- YOUR GOAL -
Report every line in the rows below that contains the word "hair", copying each matching line in full. Matching is case-sensitive.

- DATASET ROWS -
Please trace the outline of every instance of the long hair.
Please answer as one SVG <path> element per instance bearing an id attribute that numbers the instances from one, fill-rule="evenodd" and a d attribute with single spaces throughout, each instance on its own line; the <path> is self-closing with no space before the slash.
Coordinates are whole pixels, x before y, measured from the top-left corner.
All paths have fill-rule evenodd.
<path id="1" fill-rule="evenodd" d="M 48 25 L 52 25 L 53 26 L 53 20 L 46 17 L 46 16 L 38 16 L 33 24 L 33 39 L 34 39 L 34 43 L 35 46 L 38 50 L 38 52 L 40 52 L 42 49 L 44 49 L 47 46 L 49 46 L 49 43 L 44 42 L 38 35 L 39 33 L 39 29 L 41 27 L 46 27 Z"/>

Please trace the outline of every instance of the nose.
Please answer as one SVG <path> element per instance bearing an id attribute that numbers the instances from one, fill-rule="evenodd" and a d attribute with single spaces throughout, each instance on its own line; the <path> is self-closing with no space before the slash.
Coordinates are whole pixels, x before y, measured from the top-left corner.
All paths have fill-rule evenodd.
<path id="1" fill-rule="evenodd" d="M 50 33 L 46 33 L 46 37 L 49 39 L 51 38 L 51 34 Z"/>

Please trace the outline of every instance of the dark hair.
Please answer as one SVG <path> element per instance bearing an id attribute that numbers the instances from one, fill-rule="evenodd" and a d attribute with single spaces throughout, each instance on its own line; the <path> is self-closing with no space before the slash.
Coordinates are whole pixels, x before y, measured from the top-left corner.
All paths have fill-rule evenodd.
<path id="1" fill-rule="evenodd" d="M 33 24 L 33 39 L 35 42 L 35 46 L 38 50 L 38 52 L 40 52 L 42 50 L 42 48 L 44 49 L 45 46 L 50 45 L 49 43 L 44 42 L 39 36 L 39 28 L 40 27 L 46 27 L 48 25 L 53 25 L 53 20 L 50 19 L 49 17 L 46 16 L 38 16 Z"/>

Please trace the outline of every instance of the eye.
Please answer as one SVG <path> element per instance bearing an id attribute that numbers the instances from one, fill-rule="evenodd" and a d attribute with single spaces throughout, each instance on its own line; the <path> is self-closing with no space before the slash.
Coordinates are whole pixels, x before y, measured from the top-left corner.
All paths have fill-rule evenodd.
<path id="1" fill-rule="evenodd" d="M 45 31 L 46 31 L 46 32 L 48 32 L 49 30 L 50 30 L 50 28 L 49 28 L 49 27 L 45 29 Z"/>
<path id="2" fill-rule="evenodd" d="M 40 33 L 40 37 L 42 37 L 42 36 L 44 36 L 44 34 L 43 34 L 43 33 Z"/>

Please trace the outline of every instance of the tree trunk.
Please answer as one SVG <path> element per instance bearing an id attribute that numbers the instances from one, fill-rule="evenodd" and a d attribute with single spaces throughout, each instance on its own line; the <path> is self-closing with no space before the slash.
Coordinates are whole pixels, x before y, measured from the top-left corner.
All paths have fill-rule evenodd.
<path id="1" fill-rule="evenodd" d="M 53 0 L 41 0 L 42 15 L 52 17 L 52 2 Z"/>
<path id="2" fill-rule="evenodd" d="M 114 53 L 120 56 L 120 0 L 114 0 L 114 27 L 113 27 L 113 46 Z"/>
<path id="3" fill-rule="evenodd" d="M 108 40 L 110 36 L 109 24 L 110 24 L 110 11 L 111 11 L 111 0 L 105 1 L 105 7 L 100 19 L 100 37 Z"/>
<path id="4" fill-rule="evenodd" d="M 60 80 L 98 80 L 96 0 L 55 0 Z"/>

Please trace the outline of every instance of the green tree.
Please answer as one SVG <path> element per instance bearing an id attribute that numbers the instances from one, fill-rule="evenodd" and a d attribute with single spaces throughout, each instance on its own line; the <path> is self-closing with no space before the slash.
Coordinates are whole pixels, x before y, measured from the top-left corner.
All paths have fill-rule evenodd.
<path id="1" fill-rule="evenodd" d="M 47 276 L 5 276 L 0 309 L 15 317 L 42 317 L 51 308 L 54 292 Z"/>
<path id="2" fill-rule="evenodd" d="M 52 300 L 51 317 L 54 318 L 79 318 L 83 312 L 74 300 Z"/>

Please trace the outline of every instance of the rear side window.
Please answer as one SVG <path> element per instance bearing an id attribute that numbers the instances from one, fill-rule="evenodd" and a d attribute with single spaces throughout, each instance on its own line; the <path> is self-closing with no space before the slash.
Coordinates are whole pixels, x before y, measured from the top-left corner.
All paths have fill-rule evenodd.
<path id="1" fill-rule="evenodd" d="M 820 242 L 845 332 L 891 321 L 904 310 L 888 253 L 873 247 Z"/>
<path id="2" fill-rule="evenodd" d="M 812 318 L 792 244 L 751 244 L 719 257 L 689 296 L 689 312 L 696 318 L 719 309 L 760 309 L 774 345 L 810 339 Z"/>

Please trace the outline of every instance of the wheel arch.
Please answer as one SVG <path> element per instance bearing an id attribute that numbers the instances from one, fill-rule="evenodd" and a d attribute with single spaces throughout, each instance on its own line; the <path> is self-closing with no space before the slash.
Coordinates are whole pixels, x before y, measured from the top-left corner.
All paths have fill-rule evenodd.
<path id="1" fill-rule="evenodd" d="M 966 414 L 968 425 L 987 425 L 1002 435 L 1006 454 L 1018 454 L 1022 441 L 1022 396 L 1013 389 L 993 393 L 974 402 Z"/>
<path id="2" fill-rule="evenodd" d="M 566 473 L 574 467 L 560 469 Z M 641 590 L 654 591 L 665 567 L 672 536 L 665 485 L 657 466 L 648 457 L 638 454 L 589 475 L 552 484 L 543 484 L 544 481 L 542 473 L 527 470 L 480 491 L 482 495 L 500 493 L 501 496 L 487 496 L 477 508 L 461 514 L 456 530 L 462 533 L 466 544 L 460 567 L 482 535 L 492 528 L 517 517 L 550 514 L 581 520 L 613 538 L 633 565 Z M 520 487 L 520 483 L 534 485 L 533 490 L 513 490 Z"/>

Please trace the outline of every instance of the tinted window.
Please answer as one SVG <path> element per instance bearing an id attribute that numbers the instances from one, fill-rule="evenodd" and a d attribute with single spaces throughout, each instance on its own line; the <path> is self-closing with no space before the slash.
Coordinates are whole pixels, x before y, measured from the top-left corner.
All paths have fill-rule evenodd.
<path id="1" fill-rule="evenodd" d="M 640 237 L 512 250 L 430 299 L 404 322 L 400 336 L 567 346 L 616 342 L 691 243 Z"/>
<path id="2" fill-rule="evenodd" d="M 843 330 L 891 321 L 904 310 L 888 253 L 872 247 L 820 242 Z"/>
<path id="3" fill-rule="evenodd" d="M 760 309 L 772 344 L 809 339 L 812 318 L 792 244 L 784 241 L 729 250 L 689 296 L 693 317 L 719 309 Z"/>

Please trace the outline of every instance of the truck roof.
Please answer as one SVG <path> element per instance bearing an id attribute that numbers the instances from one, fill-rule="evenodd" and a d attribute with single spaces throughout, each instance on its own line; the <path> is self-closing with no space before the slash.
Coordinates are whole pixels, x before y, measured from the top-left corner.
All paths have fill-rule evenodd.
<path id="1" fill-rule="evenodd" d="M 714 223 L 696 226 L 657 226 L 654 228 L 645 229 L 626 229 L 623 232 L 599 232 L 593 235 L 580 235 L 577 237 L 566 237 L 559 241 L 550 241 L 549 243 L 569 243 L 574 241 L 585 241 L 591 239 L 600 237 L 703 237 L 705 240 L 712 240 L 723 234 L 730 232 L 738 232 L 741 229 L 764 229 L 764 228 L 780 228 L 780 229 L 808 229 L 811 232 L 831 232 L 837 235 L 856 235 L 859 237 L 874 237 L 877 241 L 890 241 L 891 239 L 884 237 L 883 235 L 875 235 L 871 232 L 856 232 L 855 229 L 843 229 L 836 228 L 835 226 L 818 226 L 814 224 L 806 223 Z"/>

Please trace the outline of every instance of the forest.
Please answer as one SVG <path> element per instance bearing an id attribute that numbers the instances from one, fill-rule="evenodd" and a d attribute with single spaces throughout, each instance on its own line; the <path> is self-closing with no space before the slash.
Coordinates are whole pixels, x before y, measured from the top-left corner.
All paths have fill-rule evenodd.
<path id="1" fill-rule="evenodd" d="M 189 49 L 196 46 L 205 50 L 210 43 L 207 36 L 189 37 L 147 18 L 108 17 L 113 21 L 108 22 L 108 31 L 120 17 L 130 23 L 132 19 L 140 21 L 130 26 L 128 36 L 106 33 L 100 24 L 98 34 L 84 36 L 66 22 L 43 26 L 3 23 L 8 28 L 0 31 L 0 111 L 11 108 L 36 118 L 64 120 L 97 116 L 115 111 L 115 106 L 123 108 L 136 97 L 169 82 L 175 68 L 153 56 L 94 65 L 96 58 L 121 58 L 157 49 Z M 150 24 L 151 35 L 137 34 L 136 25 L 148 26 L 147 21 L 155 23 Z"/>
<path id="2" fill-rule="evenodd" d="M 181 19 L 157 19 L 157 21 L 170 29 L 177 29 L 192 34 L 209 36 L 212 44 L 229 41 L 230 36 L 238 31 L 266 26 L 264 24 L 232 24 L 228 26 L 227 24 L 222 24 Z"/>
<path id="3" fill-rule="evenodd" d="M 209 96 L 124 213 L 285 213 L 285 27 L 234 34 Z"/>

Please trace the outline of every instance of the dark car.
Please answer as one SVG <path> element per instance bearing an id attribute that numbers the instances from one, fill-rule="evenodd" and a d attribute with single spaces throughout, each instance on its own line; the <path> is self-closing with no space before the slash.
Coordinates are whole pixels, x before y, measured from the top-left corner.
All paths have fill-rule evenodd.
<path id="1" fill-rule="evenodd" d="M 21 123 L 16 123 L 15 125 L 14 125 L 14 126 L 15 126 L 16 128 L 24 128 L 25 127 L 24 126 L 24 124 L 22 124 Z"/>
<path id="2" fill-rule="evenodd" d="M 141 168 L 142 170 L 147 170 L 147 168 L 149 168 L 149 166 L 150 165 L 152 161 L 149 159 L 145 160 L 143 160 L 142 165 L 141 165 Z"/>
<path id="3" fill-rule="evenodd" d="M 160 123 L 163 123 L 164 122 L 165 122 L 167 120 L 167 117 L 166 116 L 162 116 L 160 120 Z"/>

- FINAL ANSWER -
Please trace the outline of every instance of the long hair.
Please trace the outline of every instance of the dark hair.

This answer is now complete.